• **WHAT THE TASK REQUIRES**:
Reproduce exactly the lines from the one containing "Could you spot the red hood" through the last line of the records below, both included, and nothing else.

(Referring expression pointing data)

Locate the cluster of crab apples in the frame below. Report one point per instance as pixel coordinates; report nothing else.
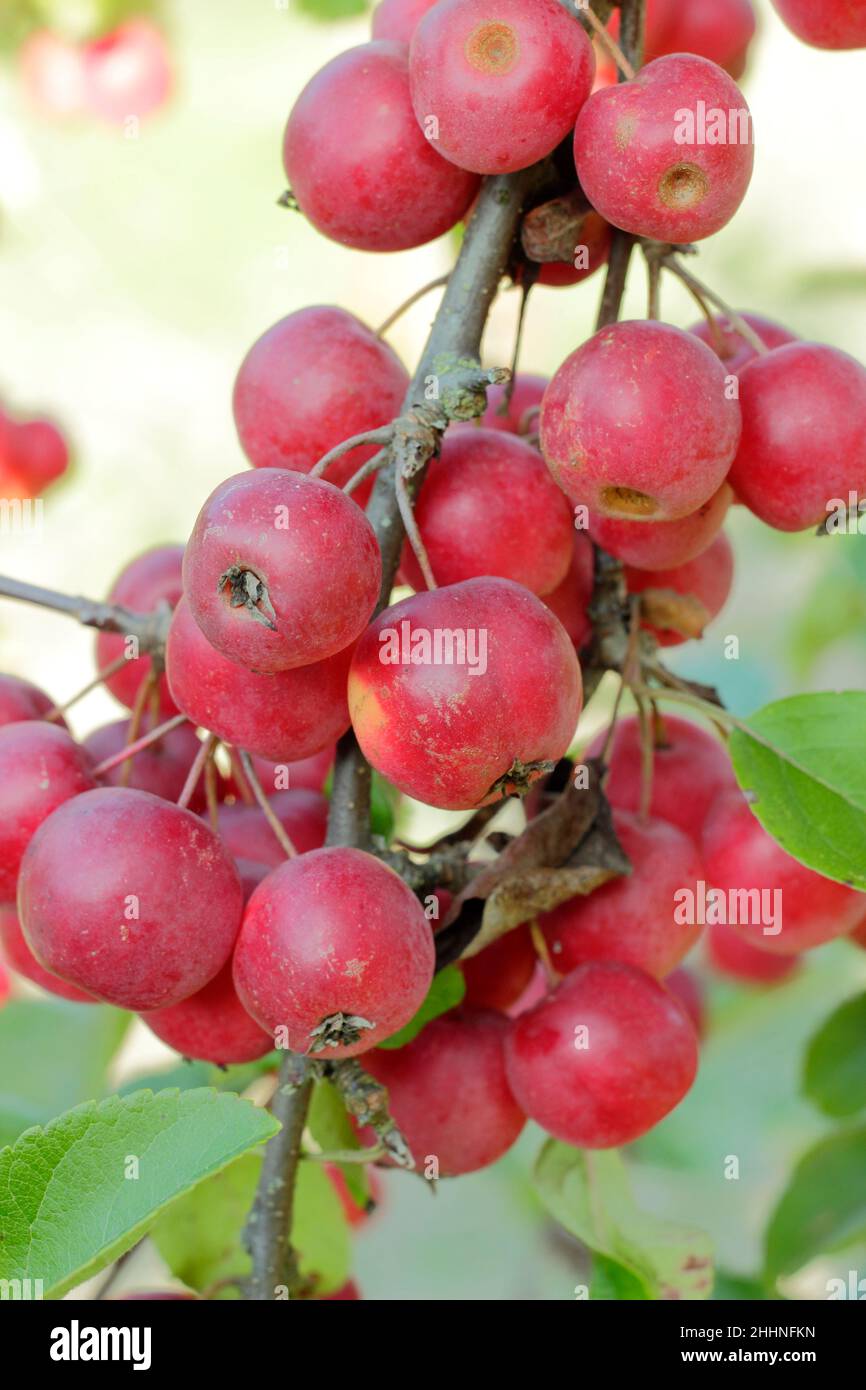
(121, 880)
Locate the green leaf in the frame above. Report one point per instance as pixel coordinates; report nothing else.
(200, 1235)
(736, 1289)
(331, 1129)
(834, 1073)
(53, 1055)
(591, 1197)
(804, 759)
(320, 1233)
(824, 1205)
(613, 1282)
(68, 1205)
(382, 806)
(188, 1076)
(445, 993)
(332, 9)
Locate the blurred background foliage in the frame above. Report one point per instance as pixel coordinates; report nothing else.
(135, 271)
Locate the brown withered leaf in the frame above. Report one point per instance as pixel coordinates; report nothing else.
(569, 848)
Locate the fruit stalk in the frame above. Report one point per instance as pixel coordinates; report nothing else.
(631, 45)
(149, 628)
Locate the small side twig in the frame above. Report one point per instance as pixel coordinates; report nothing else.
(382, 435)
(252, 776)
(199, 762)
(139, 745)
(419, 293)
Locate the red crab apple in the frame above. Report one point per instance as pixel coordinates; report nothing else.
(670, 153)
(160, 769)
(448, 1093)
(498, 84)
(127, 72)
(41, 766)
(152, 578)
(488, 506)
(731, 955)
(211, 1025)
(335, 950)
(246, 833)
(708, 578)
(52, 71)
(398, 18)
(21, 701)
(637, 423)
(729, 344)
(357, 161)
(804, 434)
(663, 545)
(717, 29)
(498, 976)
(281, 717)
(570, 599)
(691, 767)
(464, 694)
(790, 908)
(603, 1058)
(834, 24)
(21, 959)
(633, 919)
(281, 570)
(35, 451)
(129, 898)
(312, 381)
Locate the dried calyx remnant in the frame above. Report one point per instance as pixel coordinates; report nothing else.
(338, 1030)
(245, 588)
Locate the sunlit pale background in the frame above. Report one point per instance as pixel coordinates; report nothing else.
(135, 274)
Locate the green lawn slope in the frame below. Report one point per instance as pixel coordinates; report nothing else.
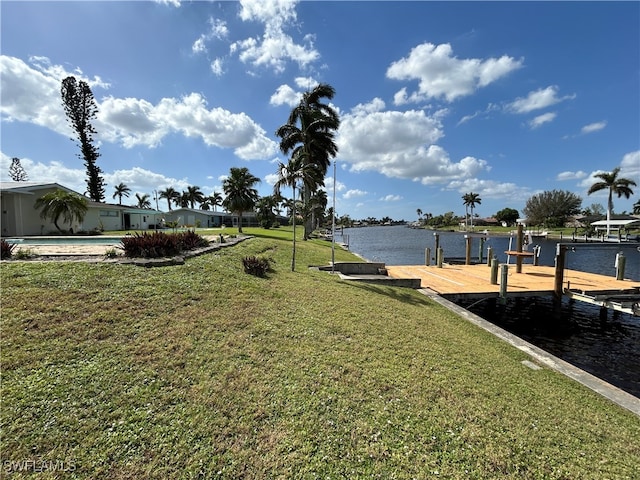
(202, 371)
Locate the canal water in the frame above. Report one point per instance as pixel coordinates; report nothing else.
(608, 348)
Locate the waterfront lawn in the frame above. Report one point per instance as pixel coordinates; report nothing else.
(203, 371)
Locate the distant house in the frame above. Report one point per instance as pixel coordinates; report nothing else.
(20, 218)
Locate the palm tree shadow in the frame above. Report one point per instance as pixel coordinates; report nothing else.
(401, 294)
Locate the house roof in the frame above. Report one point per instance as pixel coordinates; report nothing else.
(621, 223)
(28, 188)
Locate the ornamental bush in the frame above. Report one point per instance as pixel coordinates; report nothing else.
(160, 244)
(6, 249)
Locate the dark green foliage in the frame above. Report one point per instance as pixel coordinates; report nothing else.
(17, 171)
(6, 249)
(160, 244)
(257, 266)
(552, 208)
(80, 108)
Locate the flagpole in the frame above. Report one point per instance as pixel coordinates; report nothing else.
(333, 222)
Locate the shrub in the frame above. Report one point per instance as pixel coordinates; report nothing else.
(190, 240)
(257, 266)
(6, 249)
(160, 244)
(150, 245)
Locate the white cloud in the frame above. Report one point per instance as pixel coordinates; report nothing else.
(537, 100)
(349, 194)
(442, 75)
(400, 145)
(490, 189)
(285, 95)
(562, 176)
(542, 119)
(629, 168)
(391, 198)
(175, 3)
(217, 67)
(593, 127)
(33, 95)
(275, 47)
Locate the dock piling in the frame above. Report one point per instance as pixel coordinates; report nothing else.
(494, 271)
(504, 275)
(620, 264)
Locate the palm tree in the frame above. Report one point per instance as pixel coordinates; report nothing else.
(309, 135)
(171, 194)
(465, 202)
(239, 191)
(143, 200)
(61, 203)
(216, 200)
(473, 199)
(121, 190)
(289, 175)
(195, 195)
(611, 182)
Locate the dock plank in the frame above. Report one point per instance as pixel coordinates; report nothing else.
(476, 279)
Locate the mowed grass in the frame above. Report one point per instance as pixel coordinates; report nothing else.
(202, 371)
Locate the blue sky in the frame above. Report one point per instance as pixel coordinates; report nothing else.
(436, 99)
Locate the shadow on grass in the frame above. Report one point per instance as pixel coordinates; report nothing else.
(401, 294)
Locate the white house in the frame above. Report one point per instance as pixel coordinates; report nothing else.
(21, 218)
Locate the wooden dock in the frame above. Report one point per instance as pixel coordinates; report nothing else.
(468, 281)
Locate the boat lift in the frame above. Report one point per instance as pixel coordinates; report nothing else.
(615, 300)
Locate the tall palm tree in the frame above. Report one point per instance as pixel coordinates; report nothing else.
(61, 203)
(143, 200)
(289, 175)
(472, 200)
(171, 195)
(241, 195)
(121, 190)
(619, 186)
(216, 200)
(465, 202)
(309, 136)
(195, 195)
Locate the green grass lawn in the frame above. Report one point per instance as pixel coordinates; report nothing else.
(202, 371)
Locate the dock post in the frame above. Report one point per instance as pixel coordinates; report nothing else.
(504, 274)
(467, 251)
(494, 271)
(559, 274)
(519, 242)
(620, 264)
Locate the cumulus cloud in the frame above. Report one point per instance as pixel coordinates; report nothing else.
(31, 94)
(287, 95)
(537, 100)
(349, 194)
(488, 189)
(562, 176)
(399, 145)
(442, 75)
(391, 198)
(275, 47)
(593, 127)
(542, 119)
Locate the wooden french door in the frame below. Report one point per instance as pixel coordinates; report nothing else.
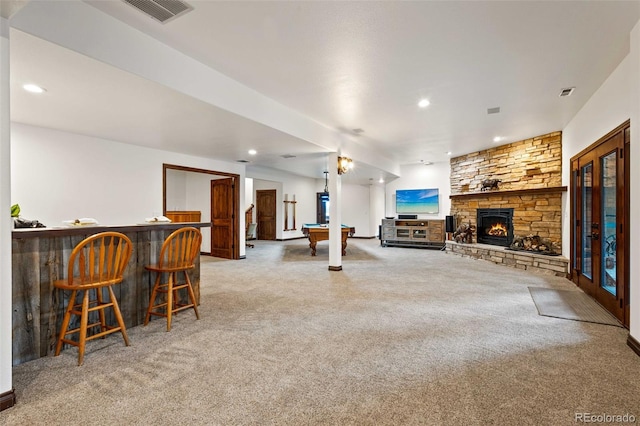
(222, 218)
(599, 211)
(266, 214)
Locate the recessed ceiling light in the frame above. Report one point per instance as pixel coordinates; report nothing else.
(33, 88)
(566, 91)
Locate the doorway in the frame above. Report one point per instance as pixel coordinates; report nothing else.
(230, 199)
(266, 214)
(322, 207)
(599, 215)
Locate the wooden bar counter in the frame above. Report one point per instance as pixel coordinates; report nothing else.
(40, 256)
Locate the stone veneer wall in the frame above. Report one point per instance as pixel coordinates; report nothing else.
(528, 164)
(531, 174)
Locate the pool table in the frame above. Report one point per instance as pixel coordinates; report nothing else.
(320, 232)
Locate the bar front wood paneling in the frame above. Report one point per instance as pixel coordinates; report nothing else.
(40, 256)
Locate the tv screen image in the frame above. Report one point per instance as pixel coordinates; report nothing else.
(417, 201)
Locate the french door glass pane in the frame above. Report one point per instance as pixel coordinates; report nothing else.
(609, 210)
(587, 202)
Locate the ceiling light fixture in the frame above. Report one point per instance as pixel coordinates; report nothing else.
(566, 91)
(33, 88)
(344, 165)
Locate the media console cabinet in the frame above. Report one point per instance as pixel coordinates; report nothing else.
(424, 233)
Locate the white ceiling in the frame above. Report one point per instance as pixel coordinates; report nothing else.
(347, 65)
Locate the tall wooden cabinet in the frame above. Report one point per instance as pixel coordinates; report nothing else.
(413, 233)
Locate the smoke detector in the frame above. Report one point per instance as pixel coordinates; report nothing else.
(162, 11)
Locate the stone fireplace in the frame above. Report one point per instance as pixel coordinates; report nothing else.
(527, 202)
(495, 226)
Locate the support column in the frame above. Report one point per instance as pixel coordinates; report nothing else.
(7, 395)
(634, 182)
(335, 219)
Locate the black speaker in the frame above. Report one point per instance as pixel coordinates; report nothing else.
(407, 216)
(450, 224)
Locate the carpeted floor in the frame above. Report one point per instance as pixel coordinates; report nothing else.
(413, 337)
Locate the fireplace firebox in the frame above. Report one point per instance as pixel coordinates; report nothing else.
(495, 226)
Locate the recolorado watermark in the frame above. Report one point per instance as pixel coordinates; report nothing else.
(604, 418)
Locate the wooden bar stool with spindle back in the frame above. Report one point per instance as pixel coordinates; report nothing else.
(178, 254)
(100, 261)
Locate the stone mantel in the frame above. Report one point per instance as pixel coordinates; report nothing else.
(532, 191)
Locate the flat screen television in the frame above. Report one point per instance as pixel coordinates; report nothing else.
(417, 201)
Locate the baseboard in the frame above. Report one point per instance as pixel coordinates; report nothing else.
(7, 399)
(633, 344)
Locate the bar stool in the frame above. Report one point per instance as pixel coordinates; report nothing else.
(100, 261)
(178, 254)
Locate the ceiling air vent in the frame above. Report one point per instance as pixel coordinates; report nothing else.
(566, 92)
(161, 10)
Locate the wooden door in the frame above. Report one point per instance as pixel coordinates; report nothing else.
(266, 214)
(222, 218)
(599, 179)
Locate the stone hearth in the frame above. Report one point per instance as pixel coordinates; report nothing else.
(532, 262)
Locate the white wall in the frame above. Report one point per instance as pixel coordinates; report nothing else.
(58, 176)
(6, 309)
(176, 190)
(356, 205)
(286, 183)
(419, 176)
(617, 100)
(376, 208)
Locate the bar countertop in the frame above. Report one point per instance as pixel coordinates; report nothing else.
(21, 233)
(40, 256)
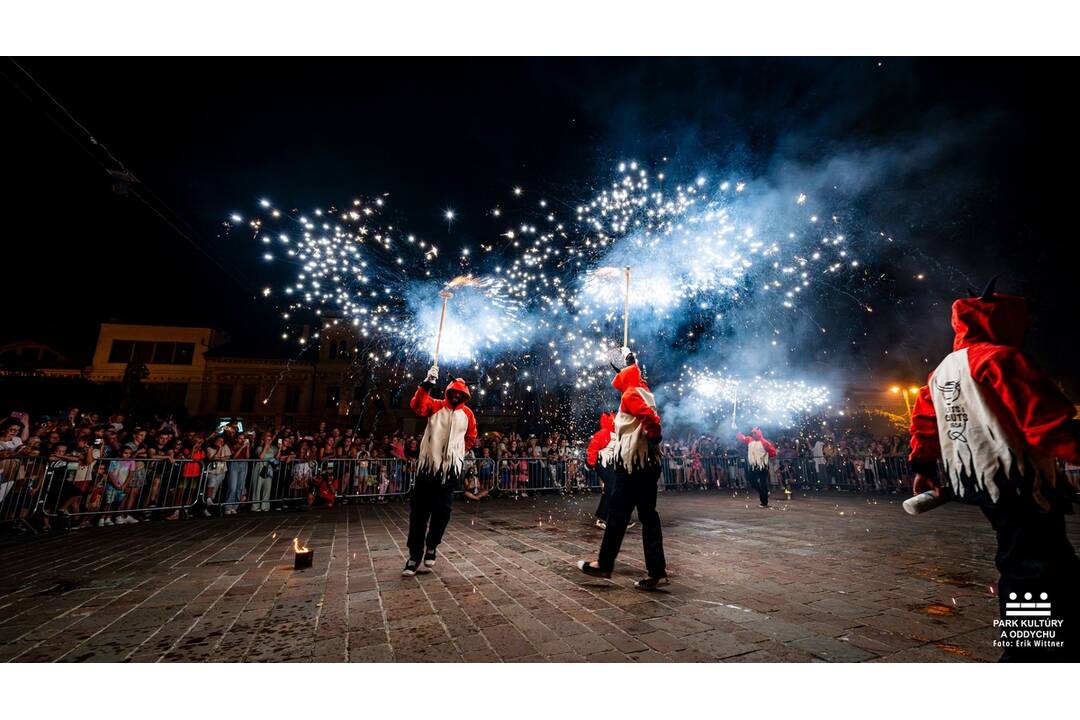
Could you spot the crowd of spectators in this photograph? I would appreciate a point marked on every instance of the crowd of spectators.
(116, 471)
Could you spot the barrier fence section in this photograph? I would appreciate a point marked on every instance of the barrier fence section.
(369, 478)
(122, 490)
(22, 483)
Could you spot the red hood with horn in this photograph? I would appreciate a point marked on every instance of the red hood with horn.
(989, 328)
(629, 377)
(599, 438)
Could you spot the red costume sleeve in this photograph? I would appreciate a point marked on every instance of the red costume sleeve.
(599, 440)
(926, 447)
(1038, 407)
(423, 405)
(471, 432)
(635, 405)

• **RESULT**:
Could you spot the red hood with horn in this photograph? I would appreciate a point marked on every instance of the red hood with horn.
(989, 328)
(629, 377)
(599, 438)
Could you spot the red costume sleeve in this photograph? I would appreciate a point marked on every instance of the red costume sleeve.
(599, 440)
(926, 447)
(1038, 407)
(423, 405)
(471, 432)
(635, 405)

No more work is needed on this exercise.